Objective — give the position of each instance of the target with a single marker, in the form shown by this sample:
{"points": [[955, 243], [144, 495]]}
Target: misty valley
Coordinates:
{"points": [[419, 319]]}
┄┄┄┄┄┄┄┄┄┄
▶ [What the exercise asks]: Reproduce the entries above, substituting "foggy valley" for every occurrence of "misty valley" and leaving all other text unchanged.

▶ [Reply]:
Objective — give the position of each instance of the target with a single marker, in the form shown by this sample:
{"points": [[955, 243], [144, 495]]}
Target: foggy valley
Coordinates:
{"points": [[419, 319]]}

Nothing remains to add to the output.